[begin Raw records]

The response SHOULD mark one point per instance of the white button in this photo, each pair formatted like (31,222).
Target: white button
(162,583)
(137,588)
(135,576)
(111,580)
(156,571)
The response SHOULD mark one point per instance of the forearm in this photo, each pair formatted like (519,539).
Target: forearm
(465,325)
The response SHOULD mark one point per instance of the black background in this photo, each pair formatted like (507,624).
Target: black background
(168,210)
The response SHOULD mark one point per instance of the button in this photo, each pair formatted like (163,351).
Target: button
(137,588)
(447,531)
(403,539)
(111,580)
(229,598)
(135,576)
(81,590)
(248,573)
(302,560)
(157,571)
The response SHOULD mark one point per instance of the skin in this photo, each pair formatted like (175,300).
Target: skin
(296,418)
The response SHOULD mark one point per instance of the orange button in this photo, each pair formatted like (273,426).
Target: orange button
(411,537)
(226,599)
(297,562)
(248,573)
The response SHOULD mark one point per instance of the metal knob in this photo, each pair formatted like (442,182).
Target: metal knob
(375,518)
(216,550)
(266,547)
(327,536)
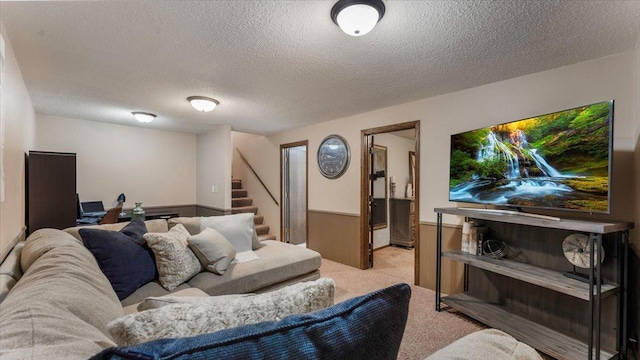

[end Raw records]

Give all lines of the data above as a numbered list, leaving out any blank lines and omitting the pictures.

1. The response SHOULD mark one point per instance of the white button in this photo, each pair formatted like (31,222).
2. Target: white button
3. (162,583)
4. (137,588)
5. (135,576)
6. (111,580)
7. (156,571)
8. The response SHOULD mark one point per instance of the forearm in this photo, each pair formatted like (519,539).
9. Target: forearm
10. (465,325)
11. The response SHOULD mark one point per instance of the black background in this photo, each pair formatted like (507,624).
12. Target: black background
13. (168,210)
14. The response SHOULD mark one point per instance of the button in this photo, each pair formatted like (163,351).
15. Target: button
16. (137,588)
17. (447,531)
18. (403,539)
19. (111,580)
20. (229,598)
21. (135,576)
22. (81,590)
23. (248,573)
24. (302,560)
25. (157,571)
26. The response SHOULD mark one point per instance of the skin in this photo, each pair formatted like (175,300).
27. Target: skin
28. (296,418)
29. The response SHOULD mark one point per instance of the orange button in this photo, each pair formatted like (273,426).
30. Target: orange button
31. (411,537)
32. (226,599)
33. (297,562)
34. (248,573)
35. The response SHOULD mark one point per instance of the metal knob in this photo, each pair formatted like (442,182).
36. Target: metal knob
37. (375,518)
38. (216,550)
39. (266,547)
40. (327,536)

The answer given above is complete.